Task description:
For the records below, give the number of lines containing the word "glasses" and no other text.

Stored data entries:
***

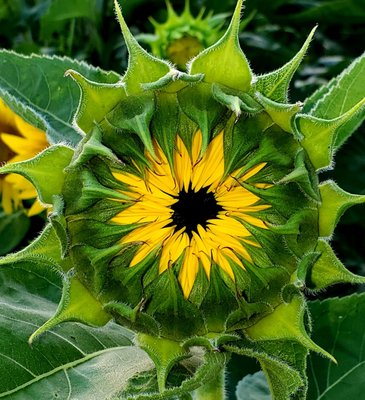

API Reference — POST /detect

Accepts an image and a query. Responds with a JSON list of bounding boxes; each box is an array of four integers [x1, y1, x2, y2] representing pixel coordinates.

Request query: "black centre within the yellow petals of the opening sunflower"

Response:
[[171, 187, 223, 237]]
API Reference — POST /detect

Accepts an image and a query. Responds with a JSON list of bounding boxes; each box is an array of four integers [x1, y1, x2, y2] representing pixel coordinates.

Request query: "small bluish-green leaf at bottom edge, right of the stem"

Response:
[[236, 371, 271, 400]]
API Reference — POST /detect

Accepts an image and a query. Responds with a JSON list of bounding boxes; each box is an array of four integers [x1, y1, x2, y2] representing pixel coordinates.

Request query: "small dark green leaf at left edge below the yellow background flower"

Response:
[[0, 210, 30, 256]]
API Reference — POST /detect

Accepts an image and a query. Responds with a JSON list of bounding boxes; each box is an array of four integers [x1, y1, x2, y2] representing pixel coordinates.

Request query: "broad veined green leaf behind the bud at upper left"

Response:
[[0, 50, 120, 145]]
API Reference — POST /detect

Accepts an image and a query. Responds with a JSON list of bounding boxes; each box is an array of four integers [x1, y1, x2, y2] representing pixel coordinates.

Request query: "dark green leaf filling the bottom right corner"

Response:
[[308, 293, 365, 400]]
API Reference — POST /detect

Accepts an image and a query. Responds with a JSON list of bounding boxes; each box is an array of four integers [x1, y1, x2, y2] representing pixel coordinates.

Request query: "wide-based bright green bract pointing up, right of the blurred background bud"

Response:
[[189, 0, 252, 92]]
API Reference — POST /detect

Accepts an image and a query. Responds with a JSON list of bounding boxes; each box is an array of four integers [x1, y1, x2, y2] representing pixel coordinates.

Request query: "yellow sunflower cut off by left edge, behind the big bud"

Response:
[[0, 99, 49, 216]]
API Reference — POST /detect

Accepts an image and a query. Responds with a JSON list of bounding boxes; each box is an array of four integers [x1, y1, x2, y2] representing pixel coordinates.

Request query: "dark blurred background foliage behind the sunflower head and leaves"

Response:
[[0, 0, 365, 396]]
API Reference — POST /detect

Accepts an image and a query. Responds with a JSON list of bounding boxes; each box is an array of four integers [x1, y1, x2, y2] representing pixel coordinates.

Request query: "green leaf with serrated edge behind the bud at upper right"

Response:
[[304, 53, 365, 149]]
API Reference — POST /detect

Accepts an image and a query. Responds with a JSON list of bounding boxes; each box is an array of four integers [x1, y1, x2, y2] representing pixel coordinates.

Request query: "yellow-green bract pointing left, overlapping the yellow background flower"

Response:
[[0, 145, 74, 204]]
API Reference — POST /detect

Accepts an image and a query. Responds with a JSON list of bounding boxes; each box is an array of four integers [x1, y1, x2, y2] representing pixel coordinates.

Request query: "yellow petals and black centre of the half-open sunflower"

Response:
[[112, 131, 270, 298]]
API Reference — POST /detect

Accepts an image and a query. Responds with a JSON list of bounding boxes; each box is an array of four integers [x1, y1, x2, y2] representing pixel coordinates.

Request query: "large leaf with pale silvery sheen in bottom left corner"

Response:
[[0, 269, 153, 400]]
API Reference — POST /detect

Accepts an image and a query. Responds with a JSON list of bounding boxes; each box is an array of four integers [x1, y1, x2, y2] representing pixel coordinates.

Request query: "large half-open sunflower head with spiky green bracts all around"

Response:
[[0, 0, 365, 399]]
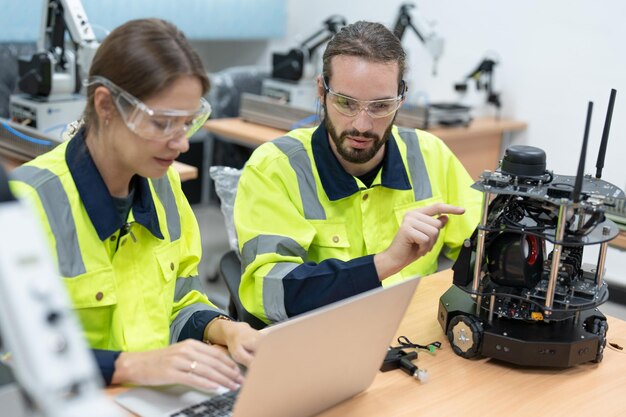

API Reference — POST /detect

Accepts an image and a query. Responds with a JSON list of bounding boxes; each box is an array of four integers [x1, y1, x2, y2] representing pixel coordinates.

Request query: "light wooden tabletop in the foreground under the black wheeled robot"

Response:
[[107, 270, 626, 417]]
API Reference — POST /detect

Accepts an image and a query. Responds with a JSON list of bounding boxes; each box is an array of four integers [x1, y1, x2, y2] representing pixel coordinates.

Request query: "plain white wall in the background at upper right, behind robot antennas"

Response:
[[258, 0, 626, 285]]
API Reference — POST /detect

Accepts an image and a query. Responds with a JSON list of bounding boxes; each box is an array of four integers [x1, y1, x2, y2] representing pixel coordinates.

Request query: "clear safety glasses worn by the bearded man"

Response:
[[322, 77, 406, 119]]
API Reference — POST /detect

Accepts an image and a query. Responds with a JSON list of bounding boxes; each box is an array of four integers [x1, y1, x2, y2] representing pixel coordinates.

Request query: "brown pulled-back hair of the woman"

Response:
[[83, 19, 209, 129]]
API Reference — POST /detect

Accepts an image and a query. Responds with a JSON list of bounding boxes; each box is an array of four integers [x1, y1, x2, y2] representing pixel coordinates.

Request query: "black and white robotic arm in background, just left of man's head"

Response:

***

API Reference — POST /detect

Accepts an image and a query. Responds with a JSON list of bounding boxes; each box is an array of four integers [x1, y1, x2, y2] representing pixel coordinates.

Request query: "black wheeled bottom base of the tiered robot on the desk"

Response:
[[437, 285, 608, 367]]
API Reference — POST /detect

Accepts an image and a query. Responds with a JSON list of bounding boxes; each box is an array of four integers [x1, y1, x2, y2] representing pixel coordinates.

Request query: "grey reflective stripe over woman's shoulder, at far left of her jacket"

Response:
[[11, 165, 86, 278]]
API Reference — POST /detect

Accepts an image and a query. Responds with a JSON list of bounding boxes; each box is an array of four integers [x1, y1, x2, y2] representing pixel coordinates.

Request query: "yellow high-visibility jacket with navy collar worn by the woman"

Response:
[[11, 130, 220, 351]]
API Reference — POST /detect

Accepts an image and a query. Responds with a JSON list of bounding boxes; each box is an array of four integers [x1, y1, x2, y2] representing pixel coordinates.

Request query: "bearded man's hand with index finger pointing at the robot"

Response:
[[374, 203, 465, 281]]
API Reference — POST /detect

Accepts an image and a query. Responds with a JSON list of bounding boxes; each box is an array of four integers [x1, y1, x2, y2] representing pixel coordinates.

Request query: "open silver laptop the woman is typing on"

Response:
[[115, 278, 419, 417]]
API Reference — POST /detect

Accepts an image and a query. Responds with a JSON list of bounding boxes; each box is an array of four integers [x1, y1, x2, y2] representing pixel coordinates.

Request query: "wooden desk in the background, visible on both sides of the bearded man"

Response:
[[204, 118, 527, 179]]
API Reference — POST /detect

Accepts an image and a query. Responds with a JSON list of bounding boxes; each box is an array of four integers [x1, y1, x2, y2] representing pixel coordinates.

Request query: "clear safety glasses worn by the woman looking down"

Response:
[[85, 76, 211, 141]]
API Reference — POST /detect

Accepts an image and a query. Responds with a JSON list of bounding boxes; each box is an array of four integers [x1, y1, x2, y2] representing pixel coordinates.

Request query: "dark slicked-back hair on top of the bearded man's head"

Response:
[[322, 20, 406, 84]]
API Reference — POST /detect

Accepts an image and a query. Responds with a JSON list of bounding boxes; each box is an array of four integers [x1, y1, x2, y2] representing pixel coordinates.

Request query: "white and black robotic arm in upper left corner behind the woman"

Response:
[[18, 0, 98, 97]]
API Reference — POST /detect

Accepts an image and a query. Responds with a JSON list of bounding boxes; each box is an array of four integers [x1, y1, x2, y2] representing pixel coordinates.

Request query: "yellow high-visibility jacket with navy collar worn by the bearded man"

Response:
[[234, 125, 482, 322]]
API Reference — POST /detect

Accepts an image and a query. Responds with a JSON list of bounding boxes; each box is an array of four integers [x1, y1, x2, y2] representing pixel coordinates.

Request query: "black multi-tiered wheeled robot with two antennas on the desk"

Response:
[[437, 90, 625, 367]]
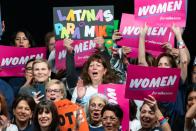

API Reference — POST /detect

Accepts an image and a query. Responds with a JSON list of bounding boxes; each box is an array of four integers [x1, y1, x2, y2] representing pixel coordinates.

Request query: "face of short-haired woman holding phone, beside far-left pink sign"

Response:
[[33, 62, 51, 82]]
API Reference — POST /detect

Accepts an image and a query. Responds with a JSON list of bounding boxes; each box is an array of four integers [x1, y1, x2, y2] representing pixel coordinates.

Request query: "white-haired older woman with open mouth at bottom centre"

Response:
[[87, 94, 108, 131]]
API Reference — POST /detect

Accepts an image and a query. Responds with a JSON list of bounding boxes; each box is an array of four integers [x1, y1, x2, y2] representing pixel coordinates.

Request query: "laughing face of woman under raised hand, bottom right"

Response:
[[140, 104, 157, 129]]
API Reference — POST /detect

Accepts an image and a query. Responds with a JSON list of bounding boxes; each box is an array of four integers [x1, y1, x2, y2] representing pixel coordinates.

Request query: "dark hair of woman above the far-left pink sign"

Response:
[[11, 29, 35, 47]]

***

Exercise output:
2